== Text passage ==
——

Who are the participants to this meeting and what value are they bringing to foster fisheries conservation both at regional and continental level?
We have received over 250 registration applications from participants across the world. In terms of countries, the participants have been drawn from 33 countries from the five regions of the world. Just to mention a few, we have participants from China, Germany, Democratic Republic of Congo, Brazil, Belgium, United States of America, Kenya and Nigeria just to mention a few. Notwithstanding, we have high level scientists from Southern African Development Community [Sadc] countries and the World Fish who will be in attendance at the conference. These scientists bring to the conference a large pool of knowledge on key issues that can redress the current challenges being faced in the sector, as well as proven case studies and strategies that have been successfully implemented in other countries for possible adoption and adaption by other countries. Sadc secretariat will also be in attendance to provide policy guidance.
As for Malawi, what is the current state of fisheries resources in the face of a changing climate?

——

== What the task requires ==
According to the conference text, how many countries are the participants drawn from? The items that follow are not required for the task.

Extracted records
——

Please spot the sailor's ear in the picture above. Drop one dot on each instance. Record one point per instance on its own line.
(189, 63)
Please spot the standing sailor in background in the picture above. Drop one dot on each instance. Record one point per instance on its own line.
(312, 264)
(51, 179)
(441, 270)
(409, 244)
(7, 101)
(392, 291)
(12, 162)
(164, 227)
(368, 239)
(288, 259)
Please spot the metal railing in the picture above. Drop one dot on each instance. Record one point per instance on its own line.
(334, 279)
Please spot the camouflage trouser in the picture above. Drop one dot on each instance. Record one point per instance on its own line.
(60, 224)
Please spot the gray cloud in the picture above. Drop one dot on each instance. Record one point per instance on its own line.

——

== Expected answer ==
The participants come from 33 countries across the five regions of the world.